• _EXERCISE AIM_: Format every line of the listing below as a JSON list of strings, one string per line, with blank lines skipped. Leave the picture out.

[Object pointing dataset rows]
--------------------

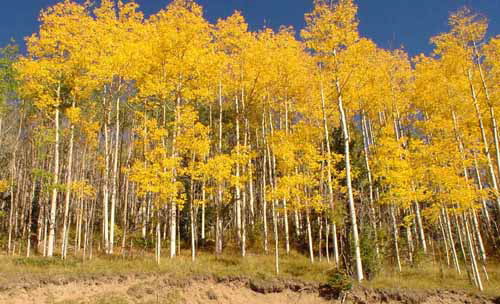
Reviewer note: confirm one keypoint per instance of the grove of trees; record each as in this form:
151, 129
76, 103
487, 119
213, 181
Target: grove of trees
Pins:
121, 133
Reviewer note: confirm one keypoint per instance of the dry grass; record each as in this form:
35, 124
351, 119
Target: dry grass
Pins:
296, 266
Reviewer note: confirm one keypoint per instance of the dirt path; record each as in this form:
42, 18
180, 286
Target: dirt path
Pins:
164, 289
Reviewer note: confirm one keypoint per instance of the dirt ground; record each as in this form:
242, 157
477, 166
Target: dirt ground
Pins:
164, 289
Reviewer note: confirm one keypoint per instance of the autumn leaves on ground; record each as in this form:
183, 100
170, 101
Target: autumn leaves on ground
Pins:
165, 159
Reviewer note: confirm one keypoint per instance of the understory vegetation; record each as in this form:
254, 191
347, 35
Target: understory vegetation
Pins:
324, 158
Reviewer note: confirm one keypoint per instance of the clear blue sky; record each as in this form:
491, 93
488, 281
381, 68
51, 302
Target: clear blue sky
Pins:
390, 23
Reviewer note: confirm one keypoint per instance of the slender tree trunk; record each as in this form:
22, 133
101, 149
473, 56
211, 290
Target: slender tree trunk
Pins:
352, 208
53, 201
114, 193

--------------------

• _TASK RESPONSE_:
[
  "Reviewer note: confirm one keypoint per instance of the grove of trees; record each as in this form:",
  "151, 129",
  "76, 103",
  "487, 119",
  "213, 181",
  "Target: grove of trees",
  "Pins:",
  "121, 133",
  "Reviewer note: confirm one keypoint per instance of the dry grass; record each as in this form:",
  "35, 124",
  "351, 119",
  "Target: dry grass",
  "Pins:",
  "296, 266",
  "Reviewer note: confirm one keypoint per instance of the dirt path; record each as in this form:",
  "42, 18",
  "180, 286",
  "Target: dirt path",
  "Pins:",
  "164, 289",
  "Reviewer note: confirm one keypoint per instance of the dirt ground; record each as in this form:",
  "242, 157",
  "477, 166",
  "Target: dirt ground",
  "Pins:",
  "164, 289",
  "Reviewer note: confirm one keypoint per instance of the autumn leaves on ground; record each as in this form:",
  "183, 100",
  "170, 101",
  "Target: autumn leaves on ground",
  "Pins:",
  "165, 159",
  "Reviewer note: confirm one keypoint per instance of the understory vegetation; record each as in this form:",
  "254, 191",
  "347, 35",
  "Target: understory vegetation",
  "Pins:",
  "324, 158",
  "Reviewer note: confirm one keypoint per instance of the clear blue sky; record each as in this form:",
  "491, 93",
  "488, 281",
  "381, 68",
  "51, 302",
  "Target: clear blue sky",
  "Pins:",
  "390, 23",
  "Reviewer note: confirm one keypoint per instance of the slender tree trunk; record each as in this form:",
  "22, 133",
  "101, 149",
  "473, 56",
  "211, 290",
  "Target: slender tree trunk",
  "Pins:",
  "352, 208",
  "53, 201",
  "114, 193"
]